#### GIVEN EXERCISE A:
Please copy the passage on conservatism from "An execution by" through "be most emphasized.", substituting "creed" for "manifesto".
#### GIVEN EXERCISE B:
Which adjectives does the passage on conservatism use to describe the experiences of the human race that the history of the world spells out?

#### PROVIDED PASSAGE:

-- -- --

An execution by guillotine during the Reign of Terror, depicted in Une Exécution capitale, place de la Révolution, oil on paper mounted on canvas by Pierre-Antoine Demachy, c. 1793; in the Carnavalet Museum, Paris.
Conservatism is not an ideology. There is no singular manifesto, figurative or literal, that unifies all conservatives. Many differ regarding what principles ought to be most emphasized.
Above the near-constant squabbling between conservatives themselves—whether it be the mundanity of trade policy debates, or the more emotionally rousing culture war tirades—is the desire to conserve traditional elements of society.
With my thoughts on this matter being heavily derived from Russell Kirk’s Ten Conservative Principles, I believe a conservative is one who sees the history of the world as an incredibly complex and interconnected sequence of events that spell out the political, cultural, and social experiences of the human race. These experiences are therefore, according to the conservative, a far more effective guide to policy than what Kirk called “the abstract designs of coffee-house philosophers.”

-- -- --

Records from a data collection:
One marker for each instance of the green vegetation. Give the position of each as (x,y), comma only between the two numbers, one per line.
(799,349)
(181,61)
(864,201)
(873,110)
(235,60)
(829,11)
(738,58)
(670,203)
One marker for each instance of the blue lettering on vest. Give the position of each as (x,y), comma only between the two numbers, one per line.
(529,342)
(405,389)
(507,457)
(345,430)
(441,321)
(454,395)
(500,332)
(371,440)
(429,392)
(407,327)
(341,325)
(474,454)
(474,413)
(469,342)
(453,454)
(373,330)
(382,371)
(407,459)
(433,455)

-- -- --

#### EXERCISE OUTPUT A:
An execution by guillotine during the Reign of Terror, depicted in Une Exécution capitale, place de la Révolution, oil on paper mounted on canvas by Pierre-Antoine Demachy, c. 1793; in the Carnavalet Museum, Paris.
Conservatism is not an ideology. There is no singular creed, figurative or literal, that unifies all conservatives. Many differ regarding what principles ought to be most emphasized.

#### EXERCISE OUTPUT B:
political, cultural, social